● **Source passage**
====================

The most significant extension of the New River, however, was the first, an extension of the South Fork called the North New River Canal (also known as the G-15 canal). Dredging for the canal began in 1906, not long after Napoleon B. Broward won the governorship of Florida on a promise to drain the Everglades. The canal extended approximately 42 miles south-southeast from Lake Okeechobee, then turned east-southeast and proceeded for approximately 16 miles to the former terminus of the river near what would become the Riverland section of Fort Lauderdale. The canal was completed in 1912 after construction of Lock No. 1, North New River Canal, in the southeast corner of what is today Plantation, Florida, just under 2 miles west of the current Fort Lauderdale city border.

The North New River Canal served as a significant transportation route to and from the state's interior section south of Lake Okeechobee. Steamships and other boats traveled the length of the canal bringing lumber, farm equipment, and people to communities such as Okeelanta and South Bay in the area south of the lake. The boats then ferried produce from the communities' farms back to the coast, where the goods were shipped north by rail. Due to shoaling (silting) in the canal and newly constructed road and rail links to the interior section, Lock No. 1 was closed to boat traffic in 1926.

The canal itself became one of South Florida's major water control systems. It is currently managed by the South Florida Water Management District. Lock No. 1 was added to the U.S. National Register of Historic Places in 1978.

====================

● **What to produce**
Please say whether each statement agrees with the canal passage, answering yes or no and quoting the passage's deciding words: 1. Dredging for the canal began in 1906. 2. Lock No. 1 was closed to boat traffic in 1912. 3. The canal is managed today by the South Florida Water Management District. The entries come from a different source than the canal passage.

● **Material supplied**
====================

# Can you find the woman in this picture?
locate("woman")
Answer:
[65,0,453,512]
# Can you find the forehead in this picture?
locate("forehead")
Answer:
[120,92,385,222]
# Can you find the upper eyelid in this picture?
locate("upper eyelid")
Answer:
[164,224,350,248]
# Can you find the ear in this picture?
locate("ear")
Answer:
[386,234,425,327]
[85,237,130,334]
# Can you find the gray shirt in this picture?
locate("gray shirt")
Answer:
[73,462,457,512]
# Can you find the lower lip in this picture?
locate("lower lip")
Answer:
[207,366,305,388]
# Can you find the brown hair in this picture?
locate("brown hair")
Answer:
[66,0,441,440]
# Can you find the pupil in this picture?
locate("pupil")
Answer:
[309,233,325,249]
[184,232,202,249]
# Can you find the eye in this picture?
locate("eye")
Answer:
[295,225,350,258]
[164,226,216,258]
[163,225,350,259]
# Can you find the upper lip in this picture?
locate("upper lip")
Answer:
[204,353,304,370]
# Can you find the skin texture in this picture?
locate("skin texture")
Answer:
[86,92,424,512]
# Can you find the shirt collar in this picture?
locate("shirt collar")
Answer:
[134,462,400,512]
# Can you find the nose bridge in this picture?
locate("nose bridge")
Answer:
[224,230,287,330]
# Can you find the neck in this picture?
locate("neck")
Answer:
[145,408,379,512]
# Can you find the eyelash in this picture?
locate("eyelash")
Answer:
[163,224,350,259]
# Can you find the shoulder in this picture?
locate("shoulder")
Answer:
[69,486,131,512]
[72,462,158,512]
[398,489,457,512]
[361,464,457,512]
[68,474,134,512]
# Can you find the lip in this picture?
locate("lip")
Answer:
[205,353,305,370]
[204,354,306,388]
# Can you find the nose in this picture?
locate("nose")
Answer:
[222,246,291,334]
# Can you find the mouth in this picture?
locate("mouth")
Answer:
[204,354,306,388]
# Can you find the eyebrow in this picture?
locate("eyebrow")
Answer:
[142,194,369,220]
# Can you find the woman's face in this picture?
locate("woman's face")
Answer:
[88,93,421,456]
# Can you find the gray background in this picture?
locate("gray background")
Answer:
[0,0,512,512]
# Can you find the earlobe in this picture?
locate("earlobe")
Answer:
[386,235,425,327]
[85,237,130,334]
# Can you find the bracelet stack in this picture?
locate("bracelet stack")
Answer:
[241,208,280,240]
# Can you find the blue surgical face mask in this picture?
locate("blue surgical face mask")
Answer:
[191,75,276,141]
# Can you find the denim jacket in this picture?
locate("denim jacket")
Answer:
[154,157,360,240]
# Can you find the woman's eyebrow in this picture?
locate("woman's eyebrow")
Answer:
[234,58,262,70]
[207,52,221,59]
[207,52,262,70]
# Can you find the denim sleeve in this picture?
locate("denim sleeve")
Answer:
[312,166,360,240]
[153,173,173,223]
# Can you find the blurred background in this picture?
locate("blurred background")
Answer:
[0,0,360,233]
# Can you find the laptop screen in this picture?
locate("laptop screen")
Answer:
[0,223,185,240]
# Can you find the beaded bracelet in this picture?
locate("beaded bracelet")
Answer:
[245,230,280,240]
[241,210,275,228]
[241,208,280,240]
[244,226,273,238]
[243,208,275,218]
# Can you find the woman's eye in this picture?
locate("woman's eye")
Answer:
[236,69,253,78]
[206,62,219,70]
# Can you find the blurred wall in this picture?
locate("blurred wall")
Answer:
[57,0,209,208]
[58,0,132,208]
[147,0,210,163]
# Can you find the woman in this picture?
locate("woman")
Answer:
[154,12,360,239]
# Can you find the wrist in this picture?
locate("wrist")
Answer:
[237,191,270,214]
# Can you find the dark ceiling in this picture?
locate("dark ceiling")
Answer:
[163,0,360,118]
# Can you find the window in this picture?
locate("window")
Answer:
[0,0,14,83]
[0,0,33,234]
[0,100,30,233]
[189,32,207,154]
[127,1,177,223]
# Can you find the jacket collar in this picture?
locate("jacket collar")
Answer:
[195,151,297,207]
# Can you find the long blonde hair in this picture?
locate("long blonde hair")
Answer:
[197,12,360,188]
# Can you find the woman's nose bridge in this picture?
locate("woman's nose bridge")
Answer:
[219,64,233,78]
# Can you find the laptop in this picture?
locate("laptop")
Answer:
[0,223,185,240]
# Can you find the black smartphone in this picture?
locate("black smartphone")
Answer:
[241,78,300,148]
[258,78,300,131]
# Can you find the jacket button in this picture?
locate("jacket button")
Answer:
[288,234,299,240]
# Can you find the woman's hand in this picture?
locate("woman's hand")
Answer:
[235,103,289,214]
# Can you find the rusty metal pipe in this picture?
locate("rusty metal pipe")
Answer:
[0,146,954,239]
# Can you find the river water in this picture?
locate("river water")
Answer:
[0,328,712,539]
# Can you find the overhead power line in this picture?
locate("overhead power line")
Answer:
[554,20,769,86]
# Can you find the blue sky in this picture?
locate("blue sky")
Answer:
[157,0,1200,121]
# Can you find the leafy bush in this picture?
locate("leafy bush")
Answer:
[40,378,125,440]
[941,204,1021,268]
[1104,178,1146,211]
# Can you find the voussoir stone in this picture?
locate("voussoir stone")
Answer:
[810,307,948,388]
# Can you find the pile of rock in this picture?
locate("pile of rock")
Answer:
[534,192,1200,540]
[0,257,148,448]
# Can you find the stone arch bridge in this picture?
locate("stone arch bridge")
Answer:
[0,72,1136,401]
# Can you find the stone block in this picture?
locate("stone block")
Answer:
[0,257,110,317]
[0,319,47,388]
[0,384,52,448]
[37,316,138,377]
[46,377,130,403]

====================

● **The answer**
1. Yes: "Dredging for the canal began in 1906"
2. No: "Lock No. 1 was closed to boat traffic in 1926"
3. Yes: "It is currently managed by the South Florida Water Management District"